# Work instructions
Copy out all lines of the records in which the word "ceramic" appears.

# Exercise material
┌──

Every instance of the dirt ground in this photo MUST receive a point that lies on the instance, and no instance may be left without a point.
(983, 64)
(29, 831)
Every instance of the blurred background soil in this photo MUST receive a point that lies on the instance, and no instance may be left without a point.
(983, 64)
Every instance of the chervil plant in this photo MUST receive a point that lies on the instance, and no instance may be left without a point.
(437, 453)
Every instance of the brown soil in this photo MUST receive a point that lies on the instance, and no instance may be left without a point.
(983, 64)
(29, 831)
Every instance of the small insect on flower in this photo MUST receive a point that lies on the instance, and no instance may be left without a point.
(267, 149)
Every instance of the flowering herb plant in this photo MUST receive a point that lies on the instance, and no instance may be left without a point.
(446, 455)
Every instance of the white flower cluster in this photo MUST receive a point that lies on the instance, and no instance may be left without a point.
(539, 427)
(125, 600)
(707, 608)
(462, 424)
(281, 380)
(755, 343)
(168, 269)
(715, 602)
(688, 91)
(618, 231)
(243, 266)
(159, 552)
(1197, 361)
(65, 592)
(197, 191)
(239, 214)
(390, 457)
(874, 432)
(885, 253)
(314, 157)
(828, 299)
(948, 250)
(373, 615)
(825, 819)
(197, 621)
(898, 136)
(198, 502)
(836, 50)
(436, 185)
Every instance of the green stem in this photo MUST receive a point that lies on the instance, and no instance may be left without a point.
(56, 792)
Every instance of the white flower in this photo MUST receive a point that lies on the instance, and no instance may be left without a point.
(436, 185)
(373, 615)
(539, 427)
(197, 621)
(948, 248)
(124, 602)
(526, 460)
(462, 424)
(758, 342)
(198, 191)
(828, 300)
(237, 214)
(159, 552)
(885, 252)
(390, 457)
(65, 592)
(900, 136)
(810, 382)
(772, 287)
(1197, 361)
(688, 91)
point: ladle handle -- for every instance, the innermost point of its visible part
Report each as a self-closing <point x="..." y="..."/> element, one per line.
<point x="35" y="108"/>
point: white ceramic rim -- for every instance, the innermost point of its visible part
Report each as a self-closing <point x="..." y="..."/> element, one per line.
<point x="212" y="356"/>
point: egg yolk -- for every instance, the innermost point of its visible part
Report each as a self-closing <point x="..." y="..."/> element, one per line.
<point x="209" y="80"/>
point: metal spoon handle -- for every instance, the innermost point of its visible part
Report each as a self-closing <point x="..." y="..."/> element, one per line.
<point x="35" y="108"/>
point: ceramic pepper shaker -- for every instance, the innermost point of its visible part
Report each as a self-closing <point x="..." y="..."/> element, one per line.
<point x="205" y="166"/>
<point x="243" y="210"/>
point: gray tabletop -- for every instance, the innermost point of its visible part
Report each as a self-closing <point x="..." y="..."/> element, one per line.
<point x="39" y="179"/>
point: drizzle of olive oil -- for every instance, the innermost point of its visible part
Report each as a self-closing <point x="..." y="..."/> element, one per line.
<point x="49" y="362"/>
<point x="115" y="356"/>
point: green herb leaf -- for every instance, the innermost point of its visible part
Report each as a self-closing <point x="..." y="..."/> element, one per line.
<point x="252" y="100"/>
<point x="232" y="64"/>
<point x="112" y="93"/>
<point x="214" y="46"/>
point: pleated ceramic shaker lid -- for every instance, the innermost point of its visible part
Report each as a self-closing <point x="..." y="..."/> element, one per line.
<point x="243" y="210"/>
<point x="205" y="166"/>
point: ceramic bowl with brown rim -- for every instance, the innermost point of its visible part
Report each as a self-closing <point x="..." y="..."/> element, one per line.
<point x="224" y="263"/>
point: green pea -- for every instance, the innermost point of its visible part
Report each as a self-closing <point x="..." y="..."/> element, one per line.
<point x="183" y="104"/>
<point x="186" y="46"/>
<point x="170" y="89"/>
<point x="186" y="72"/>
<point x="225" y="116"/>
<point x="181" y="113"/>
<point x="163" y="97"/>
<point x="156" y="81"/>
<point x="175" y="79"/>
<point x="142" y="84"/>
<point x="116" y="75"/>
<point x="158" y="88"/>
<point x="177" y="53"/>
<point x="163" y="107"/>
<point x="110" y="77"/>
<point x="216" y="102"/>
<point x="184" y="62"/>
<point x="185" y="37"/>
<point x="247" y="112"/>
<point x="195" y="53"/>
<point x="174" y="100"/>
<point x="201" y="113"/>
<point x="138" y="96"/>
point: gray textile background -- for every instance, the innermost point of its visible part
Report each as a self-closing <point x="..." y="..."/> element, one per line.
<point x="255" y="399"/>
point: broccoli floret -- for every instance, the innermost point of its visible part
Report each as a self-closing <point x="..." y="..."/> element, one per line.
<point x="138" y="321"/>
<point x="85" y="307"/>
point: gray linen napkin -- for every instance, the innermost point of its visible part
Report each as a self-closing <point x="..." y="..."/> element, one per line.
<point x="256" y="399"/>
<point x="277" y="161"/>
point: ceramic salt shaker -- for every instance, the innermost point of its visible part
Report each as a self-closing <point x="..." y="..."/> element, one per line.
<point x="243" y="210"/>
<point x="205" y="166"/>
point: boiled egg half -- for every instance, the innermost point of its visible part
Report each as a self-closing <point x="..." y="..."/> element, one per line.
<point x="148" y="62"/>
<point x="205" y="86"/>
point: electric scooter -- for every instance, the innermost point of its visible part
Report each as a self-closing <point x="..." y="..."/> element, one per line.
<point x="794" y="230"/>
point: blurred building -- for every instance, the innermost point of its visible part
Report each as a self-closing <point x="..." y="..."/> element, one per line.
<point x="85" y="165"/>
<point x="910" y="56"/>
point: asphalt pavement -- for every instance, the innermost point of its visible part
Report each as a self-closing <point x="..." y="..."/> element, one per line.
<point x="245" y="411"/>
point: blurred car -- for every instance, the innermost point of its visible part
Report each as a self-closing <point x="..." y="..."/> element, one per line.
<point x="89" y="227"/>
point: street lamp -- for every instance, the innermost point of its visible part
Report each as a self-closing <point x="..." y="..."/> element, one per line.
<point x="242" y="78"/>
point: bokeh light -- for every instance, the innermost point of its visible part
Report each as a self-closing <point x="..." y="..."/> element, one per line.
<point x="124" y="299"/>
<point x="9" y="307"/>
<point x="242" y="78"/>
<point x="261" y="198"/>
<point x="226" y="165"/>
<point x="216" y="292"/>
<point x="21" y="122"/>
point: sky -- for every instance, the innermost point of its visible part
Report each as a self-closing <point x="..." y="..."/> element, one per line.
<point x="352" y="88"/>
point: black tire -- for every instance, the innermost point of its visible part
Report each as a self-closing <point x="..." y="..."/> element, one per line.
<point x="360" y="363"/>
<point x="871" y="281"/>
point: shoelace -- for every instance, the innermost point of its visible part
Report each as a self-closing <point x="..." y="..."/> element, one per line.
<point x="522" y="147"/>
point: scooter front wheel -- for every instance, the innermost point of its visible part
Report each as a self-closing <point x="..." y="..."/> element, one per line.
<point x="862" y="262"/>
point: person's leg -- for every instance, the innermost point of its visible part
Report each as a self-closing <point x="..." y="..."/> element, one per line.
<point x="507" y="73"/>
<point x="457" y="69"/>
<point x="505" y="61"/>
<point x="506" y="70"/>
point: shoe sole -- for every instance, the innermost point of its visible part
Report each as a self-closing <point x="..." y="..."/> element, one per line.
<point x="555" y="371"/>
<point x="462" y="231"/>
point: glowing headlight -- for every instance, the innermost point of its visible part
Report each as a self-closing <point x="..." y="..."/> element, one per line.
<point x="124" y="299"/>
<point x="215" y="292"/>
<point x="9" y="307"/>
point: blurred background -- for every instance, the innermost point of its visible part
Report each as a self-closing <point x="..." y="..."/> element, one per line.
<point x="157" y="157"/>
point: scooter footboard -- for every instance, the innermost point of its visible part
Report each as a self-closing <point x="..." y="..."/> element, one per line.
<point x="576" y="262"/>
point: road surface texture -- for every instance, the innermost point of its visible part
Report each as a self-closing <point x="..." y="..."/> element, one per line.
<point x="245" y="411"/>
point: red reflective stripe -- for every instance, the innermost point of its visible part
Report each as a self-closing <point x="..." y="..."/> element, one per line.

└──

# Written reply
point: white ceramic rim -- for every instance, the innermost point of its visible part
point: ceramic pepper shaker -- for every instance, the innermost point of its visible part
point: pleated ceramic shaker lid -- for every instance, the innermost point of its visible part
point: ceramic bowl with brown rim -- for every instance, the innermost point of its visible part
point: ceramic salt shaker -- for every instance, the innermost point of its visible part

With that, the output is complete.